**Instruction:**
Your task is to repeat all of the material exactly.

**Materials provided:**
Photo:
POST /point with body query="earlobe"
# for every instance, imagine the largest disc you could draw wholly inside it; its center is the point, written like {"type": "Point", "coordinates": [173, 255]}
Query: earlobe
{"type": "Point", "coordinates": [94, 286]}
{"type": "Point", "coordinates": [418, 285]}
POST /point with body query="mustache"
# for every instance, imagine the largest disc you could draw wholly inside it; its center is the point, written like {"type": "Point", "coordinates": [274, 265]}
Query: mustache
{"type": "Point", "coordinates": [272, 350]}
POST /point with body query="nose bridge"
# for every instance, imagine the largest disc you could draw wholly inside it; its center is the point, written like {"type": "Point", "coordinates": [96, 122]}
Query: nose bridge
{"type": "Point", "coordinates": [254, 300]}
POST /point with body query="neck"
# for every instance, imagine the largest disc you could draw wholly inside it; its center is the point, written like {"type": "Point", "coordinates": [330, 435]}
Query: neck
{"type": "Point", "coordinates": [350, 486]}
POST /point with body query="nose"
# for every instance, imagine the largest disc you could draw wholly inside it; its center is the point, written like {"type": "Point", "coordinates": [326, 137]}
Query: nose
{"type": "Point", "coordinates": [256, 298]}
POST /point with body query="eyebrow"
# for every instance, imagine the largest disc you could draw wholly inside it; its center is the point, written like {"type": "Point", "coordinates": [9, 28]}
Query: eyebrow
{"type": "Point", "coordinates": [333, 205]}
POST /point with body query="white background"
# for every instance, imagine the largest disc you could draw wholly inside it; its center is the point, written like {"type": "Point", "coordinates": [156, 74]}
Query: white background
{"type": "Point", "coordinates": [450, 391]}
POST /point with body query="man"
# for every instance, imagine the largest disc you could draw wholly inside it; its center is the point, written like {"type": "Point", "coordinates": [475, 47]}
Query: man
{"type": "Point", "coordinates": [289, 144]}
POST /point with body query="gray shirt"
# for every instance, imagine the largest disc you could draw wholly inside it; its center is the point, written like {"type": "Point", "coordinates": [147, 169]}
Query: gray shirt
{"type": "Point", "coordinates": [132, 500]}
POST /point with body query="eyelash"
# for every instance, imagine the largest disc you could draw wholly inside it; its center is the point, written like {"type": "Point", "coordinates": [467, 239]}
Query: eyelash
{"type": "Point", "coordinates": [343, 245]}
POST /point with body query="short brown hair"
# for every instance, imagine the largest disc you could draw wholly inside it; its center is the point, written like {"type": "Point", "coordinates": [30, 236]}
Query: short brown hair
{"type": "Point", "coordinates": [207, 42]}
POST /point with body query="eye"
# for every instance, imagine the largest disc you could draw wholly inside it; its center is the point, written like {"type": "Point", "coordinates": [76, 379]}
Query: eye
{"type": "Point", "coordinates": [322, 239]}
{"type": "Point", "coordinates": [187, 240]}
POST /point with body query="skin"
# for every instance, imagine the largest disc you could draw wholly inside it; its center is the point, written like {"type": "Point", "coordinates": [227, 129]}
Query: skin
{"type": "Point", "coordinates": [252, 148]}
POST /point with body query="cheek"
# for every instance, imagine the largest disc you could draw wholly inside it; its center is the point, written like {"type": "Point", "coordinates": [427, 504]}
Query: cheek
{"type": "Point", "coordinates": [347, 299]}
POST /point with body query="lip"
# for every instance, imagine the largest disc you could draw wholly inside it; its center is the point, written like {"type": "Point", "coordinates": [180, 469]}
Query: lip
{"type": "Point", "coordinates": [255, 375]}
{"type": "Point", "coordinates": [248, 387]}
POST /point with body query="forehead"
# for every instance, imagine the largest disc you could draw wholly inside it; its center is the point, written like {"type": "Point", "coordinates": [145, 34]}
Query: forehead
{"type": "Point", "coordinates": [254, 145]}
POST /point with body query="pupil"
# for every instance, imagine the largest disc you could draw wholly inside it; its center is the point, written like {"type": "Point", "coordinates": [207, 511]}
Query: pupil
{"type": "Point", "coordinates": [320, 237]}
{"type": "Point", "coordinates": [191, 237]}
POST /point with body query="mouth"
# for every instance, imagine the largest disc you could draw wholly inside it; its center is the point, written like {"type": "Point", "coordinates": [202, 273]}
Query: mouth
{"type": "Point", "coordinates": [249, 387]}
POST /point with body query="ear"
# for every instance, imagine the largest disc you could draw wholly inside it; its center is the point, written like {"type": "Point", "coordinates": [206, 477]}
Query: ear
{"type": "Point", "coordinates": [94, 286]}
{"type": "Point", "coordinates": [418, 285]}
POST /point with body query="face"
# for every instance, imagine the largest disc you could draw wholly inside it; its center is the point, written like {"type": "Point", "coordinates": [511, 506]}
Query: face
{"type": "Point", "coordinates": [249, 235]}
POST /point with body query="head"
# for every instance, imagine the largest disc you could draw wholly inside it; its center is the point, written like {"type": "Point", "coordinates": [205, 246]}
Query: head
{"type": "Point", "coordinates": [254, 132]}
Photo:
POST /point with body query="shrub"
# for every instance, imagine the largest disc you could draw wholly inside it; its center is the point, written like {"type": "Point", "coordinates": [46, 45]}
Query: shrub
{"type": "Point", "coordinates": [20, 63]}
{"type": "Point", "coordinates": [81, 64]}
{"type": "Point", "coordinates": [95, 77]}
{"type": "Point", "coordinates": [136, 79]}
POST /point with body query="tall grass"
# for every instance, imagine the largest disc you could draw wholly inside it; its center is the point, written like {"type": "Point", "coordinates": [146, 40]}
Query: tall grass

**Complete answer:**
Photo:
POST /point with body query="earlobe"
# for every instance, imagine the largest disc you could draw wholly inside it; its center is the point, written like {"type": "Point", "coordinates": [173, 255]}
Query: earlobe
{"type": "Point", "coordinates": [94, 286]}
{"type": "Point", "coordinates": [418, 285]}
POST /point with body query="mustache"
# for every instance, imagine the largest disc you could draw wholly inside it; its center is the point, written like {"type": "Point", "coordinates": [274, 265]}
Query: mustache
{"type": "Point", "coordinates": [272, 350]}
POST /point with body query="nose bridge"
# for every instance, imagine the largest disc you could draw wholly inside it; its center is the point, written like {"type": "Point", "coordinates": [96, 122]}
Query: nose bridge
{"type": "Point", "coordinates": [254, 300]}
POST /point with body query="neck"
# for every instance, imagine the largest disc you could draw wholly inside it; its center is the point, written like {"type": "Point", "coordinates": [330, 435]}
Query: neck
{"type": "Point", "coordinates": [350, 486]}
POST /point with body query="nose"
# for every instance, imagine the largest disc you could draw wholly inside it; its center is the point, written like {"type": "Point", "coordinates": [326, 137]}
Query: nose
{"type": "Point", "coordinates": [256, 298]}
POST /point with body query="eyebrow"
# for every instance, imagine the largest disc you could draw wholly inside it; its center is the point, written like {"type": "Point", "coordinates": [9, 28]}
Query: eyebrow
{"type": "Point", "coordinates": [333, 205]}
POST /point with body query="white background"
# for every instance, imagine the largest disc you could draw wholly inside it; its center is the point, written like {"type": "Point", "coordinates": [156, 74]}
Query: white background
{"type": "Point", "coordinates": [450, 391]}
POST /point with body query="man"
# for every instance, imagine the largest disc you could draw wholly inside it; its center is the point, written like {"type": "Point", "coordinates": [475, 47]}
Query: man
{"type": "Point", "coordinates": [289, 144]}
POST /point with body query="gray shirt"
# for every instance, imagine the largest disc you could draw wholly inside it; its center is the point, written like {"type": "Point", "coordinates": [147, 169]}
Query: gray shirt
{"type": "Point", "coordinates": [132, 500]}
POST /point with body query="eyelash"
# for every instance, imagine the largest disc you could draw wholly inside it; its center is the point, written like {"type": "Point", "coordinates": [467, 239]}
Query: eyelash
{"type": "Point", "coordinates": [343, 245]}
POST /point with body query="short brown hair"
# for every instance, imagine the largest disc you could draw wholly inside it; its center is the point, written like {"type": "Point", "coordinates": [30, 236]}
Query: short brown hair
{"type": "Point", "coordinates": [207, 42]}
POST /point with body query="eye"
# for every instance, imagine the largest disc you could draw wholly inside it; its center is the point, written like {"type": "Point", "coordinates": [76, 379]}
Query: eye
{"type": "Point", "coordinates": [322, 239]}
{"type": "Point", "coordinates": [187, 240]}
POST /point with body query="skin"
# for every instance, imagine the largest disc you could draw wholly inside it; its center is the point, written like {"type": "Point", "coordinates": [227, 129]}
Query: skin
{"type": "Point", "coordinates": [252, 148]}
POST /point with body query="cheek"
# for every instance, imagine the largest disc you could draw wholly inside it; its center is the point, written like {"type": "Point", "coordinates": [427, 504]}
Query: cheek
{"type": "Point", "coordinates": [347, 299]}
POST /point with body query="lip"
# for every instance, imagine the largest disc you could draw wholly inside it; its center is the point, written like {"type": "Point", "coordinates": [180, 469]}
Query: lip
{"type": "Point", "coordinates": [255, 375]}
{"type": "Point", "coordinates": [248, 387]}
POST /point with body query="forehead"
# for every instance, imagine the largest disc you could draw wholly inside it; its center is the point, written like {"type": "Point", "coordinates": [145, 34]}
Query: forehead
{"type": "Point", "coordinates": [254, 145]}
POST /point with body query="pupil"
# for every instance, imagine the largest disc you could draw wholly inside it; its center is the point, written like {"type": "Point", "coordinates": [207, 511]}
Query: pupil
{"type": "Point", "coordinates": [320, 237]}
{"type": "Point", "coordinates": [191, 237]}
POST /point with body query="mouth"
# for every instance, imagine the largest disc you could draw wholly inside it; its center is the point, written like {"type": "Point", "coordinates": [202, 273]}
Query: mouth
{"type": "Point", "coordinates": [249, 387]}
POST /point with body query="ear"
# for every instance, imagine the largest disc you could draw wholly inside it; its center is the point, written like {"type": "Point", "coordinates": [206, 477]}
Query: ear
{"type": "Point", "coordinates": [94, 286]}
{"type": "Point", "coordinates": [418, 285]}
POST /point with body query="face"
# for every instance, imagine the largest disc you could draw wholly inside it; its center is the point, written like {"type": "Point", "coordinates": [511, 506]}
Query: face
{"type": "Point", "coordinates": [249, 235]}
POST /point with body query="head"
# for every instance, imagine the largest disc you could draw wholly inside it; its center is the point, written like {"type": "Point", "coordinates": [205, 246]}
Query: head
{"type": "Point", "coordinates": [254, 132]}
Photo:
POST /point with body query="shrub"
# for every instance, imagine the largest disc you could draw wholly inside it; its center is the point, written like {"type": "Point", "coordinates": [46, 45]}
Query: shrub
{"type": "Point", "coordinates": [20, 63]}
{"type": "Point", "coordinates": [81, 64]}
{"type": "Point", "coordinates": [95, 77]}
{"type": "Point", "coordinates": [136, 79]}
POST /point with body query="tall grass"
# for every instance, imagine the largest disc you could draw wholly inside it; its center is the point, written like {"type": "Point", "coordinates": [146, 40]}
Query: tall grass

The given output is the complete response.